*** Opening Text segment ***
5. “The Electric Slide.” You can actually do these dance moves to any other song and they match the beat perfectly. This is a seasoned wedding vet and a midwestern grandma’s time to shine on the dance floor.
6. “New York, New York.” The song during which everyone locks arms and high-kicks, like they’re auditioning to become a Rockette.
7. “Happy.” I would be happy if I was dancing to this song with a plus-one.
8. “I Wanna Dance with Somebody.” This is what I say to myself in the mirror after I get a wedding invitation that is addressed only to my lonesome self.
9. “I Got a Feeling.” I enjoy this song only because they say “mazel tov” and sometimes people think they are saying “monotone.”
10. “Love Shack.” Once you dissect the lyrics to this song, you realize the four-year-old version of yourself singing it must have been terribly entertaining for the adults in the room.
11. “Don’t Stop Believing.” When everyone busts out their electric air guitar and sings like they’re an ’80s rock-and-roll superstar.
12. “Celebration.” I feel like I’m back at a bar mitzvah.
13. “Brick House.” It has been a lifelong goal of mine to have someone describe me saying, “She’s a brick . . . house.”
14. “Baby Got Back.” Nobody wants to know that your anaconda doesn’t want some unless you got buns, Hun.
15. “Living on a Prayer.” This is when I leave my dignity and my voice on the dance floor.
16. “We Are Family.” I never get the hint and depart from the dance floor when this beat drops, which always leaves me in the background of family photos, boogying alone.
*** Closing Text segment ***
▸ **What to do**
In the wedding song list, shorten the paragraph that begins with “The Electric Slide” to a single sentence that keeps its main facts. These rows have no connection to the wedding song list.
*** Opening Record extracts ***
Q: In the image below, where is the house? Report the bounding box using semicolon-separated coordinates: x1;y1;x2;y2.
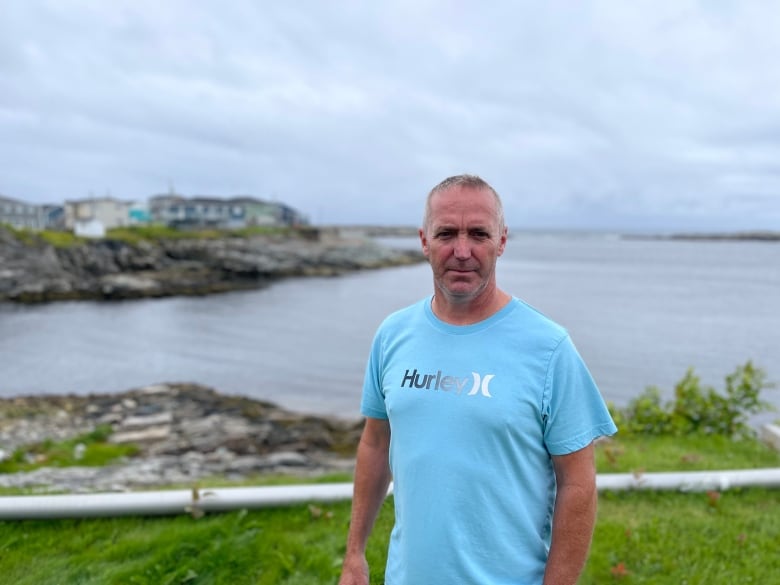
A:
149;194;305;229
65;197;132;237
0;195;46;230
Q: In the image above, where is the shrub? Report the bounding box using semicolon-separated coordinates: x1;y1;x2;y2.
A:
610;361;773;438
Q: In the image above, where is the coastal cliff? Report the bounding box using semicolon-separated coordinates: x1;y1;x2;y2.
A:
0;383;363;492
0;227;424;303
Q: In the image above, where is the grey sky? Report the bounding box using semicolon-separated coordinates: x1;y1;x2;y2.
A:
0;0;780;230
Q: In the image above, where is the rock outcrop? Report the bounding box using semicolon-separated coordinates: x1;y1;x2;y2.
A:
0;384;362;492
0;227;423;302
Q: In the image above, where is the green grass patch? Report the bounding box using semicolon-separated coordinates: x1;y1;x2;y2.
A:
0;425;138;473
106;224;297;245
596;433;780;473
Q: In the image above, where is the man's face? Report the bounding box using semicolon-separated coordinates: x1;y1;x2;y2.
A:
420;186;507;303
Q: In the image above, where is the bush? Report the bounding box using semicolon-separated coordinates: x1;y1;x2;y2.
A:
610;361;773;438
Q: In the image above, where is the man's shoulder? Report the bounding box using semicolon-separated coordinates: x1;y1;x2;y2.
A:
379;297;430;329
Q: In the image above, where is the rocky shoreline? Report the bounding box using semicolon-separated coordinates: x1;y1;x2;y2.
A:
0;384;362;493
0;227;424;303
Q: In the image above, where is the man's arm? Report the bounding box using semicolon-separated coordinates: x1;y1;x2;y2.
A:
544;443;598;585
339;418;390;585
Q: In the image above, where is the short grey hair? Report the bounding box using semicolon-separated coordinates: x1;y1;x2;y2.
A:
423;175;505;230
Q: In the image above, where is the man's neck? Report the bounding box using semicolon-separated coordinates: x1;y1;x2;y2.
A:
431;288;511;325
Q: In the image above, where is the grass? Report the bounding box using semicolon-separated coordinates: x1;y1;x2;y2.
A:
0;425;138;473
0;437;780;585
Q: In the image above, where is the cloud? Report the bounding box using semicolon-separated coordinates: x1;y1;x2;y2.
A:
0;0;780;229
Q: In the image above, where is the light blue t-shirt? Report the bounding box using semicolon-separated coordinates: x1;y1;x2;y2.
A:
361;298;617;585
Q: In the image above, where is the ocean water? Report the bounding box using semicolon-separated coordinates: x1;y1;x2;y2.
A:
0;234;780;420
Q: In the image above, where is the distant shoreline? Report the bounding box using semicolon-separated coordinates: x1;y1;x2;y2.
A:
622;231;780;242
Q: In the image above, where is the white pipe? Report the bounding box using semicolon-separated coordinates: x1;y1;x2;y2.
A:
*** Closing Record extracts ***
▸ **Your solution**
“The Electric Slide” has dance moves that match the beat of any other song perfectly, making it the moment for seasoned wedding veterans and midwestern grandmas to shine on the dance floor.